[Dataset entries]
++++++++++++++++++++
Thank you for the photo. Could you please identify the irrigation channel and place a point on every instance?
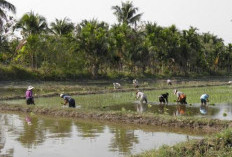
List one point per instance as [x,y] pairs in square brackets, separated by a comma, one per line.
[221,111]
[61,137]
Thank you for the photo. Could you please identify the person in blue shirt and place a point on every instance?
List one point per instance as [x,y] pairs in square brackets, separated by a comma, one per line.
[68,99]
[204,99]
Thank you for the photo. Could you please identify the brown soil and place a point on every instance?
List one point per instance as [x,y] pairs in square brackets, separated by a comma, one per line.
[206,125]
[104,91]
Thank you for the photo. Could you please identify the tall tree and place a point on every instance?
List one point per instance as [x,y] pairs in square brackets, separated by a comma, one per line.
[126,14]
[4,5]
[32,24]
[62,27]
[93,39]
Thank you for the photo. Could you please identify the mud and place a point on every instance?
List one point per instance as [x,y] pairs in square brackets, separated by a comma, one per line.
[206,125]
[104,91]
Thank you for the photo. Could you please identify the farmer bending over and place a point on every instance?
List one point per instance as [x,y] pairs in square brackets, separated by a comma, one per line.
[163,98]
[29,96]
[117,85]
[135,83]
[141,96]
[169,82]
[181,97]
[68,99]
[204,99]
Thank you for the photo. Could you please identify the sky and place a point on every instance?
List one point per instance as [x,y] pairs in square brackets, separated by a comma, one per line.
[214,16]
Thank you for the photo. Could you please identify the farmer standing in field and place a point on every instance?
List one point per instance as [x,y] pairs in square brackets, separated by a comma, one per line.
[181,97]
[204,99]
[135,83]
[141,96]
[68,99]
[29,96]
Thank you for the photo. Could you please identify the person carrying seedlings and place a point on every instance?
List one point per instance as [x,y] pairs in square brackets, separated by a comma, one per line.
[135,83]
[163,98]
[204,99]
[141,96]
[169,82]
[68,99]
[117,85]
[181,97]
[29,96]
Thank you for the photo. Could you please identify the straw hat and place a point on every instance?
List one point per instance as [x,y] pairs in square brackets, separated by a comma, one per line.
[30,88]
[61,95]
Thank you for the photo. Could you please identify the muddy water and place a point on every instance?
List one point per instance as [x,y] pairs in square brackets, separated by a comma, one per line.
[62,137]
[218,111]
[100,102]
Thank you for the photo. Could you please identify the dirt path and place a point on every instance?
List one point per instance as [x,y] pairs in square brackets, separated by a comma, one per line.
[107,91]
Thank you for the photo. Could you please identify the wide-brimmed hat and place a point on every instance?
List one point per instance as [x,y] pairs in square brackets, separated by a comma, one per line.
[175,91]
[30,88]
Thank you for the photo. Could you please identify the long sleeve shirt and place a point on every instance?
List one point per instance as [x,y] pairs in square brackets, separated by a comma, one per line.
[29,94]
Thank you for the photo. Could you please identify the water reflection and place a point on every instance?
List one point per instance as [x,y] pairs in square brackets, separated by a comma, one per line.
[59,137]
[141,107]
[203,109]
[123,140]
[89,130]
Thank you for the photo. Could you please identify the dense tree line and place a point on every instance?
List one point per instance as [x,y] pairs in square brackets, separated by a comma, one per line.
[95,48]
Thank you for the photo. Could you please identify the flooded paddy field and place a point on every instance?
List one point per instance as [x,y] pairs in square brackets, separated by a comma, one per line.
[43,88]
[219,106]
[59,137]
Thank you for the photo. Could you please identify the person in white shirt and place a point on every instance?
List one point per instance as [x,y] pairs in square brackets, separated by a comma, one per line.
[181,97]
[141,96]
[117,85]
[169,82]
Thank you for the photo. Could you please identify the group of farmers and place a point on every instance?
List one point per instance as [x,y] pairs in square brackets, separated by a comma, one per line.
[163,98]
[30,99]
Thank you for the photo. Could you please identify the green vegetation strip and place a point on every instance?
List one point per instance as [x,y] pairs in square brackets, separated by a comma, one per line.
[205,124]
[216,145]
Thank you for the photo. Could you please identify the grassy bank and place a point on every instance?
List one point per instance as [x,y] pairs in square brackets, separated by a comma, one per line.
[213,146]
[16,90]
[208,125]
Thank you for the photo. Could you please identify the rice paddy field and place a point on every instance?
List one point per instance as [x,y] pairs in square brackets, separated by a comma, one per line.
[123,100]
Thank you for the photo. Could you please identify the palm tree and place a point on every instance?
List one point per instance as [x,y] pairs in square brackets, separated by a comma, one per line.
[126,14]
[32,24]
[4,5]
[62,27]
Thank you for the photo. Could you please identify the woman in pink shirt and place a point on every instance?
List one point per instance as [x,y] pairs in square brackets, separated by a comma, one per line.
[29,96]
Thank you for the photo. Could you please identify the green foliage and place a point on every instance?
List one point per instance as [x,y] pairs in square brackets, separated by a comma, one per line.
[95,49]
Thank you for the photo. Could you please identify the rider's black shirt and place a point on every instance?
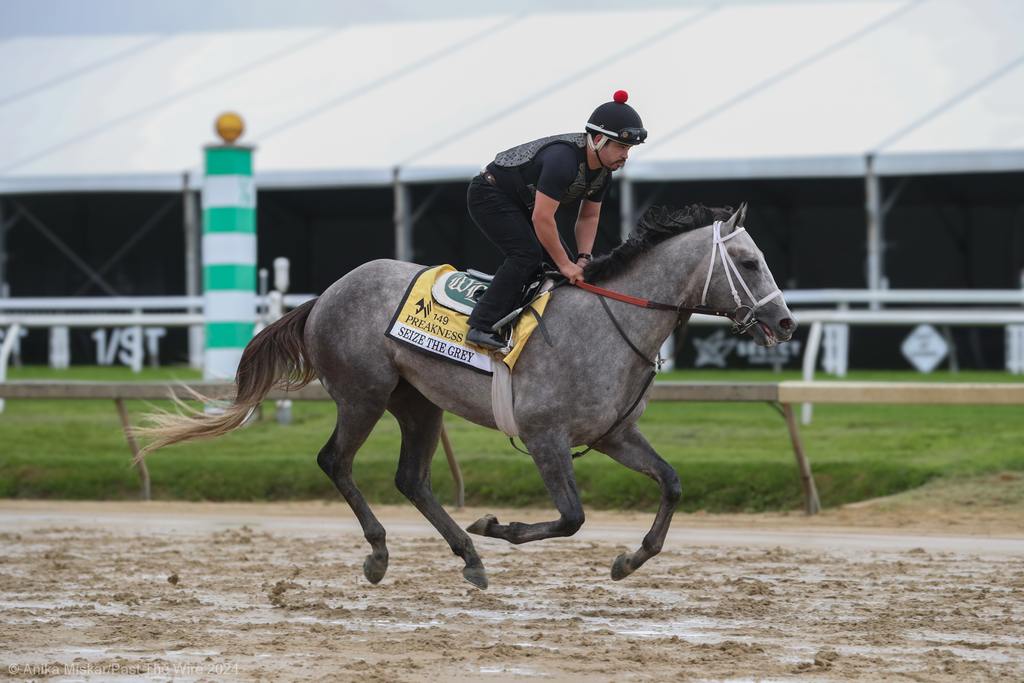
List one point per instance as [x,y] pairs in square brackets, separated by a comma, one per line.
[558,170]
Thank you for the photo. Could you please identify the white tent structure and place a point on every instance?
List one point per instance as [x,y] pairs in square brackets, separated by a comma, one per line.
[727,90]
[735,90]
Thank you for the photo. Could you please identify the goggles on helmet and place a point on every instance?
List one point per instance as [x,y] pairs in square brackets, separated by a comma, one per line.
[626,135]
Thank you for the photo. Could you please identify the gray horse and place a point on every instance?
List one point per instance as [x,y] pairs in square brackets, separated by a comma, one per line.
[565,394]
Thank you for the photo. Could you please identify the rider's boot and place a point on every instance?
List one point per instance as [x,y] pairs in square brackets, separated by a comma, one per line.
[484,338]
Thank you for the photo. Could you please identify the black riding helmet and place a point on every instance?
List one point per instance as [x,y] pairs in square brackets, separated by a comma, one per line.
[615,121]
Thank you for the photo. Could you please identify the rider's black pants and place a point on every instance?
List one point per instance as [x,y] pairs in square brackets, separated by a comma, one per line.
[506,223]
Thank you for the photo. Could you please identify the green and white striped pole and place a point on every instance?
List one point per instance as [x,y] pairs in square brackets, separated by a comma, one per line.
++++++++++++++++++++
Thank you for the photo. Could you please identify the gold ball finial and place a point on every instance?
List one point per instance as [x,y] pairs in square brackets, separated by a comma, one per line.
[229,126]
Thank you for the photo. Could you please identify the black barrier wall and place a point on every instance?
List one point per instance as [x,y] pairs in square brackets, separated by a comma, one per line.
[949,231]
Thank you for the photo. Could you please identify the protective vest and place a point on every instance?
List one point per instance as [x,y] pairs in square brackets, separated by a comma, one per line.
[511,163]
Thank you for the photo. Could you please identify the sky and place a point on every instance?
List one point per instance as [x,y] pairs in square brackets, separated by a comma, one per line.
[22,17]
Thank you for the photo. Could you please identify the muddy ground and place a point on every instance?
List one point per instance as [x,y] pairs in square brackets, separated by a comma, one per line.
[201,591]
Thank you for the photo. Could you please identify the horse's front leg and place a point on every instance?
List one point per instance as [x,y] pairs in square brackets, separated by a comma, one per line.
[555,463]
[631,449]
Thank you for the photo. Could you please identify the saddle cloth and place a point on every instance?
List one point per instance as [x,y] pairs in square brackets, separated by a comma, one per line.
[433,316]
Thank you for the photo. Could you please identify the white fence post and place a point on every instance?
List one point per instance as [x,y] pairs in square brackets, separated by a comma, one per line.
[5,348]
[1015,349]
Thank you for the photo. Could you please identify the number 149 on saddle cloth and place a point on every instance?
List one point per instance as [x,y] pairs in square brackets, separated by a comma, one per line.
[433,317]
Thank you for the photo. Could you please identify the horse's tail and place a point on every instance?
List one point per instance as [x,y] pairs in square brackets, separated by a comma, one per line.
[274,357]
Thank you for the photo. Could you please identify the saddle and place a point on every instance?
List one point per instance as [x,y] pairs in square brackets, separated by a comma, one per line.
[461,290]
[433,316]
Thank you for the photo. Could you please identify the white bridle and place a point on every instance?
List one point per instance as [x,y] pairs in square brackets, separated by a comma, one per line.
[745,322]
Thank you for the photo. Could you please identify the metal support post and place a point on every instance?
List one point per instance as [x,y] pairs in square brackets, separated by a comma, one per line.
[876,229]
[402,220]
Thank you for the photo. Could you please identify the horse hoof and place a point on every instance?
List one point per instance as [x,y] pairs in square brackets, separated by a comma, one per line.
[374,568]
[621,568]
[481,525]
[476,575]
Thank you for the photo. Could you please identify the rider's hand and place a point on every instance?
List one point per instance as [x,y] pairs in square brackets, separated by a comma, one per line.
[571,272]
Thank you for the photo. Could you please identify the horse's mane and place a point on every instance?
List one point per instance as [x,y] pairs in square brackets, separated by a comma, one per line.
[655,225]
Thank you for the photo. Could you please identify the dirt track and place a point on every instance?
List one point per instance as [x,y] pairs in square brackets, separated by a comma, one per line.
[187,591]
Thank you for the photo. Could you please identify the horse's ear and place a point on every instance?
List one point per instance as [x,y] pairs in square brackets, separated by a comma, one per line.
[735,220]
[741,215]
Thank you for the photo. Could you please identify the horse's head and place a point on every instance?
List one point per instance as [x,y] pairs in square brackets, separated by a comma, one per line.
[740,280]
++++++++++++++++++++
• Short problem: Report every line in the records above that contains the word "water", copying each such line in full.

• Task result:
Thank you for the photo. Could you please identify the muddy water and place a point on every instance?
Thank you for the photo. Could you please identify the water reflection and place a point on every instance?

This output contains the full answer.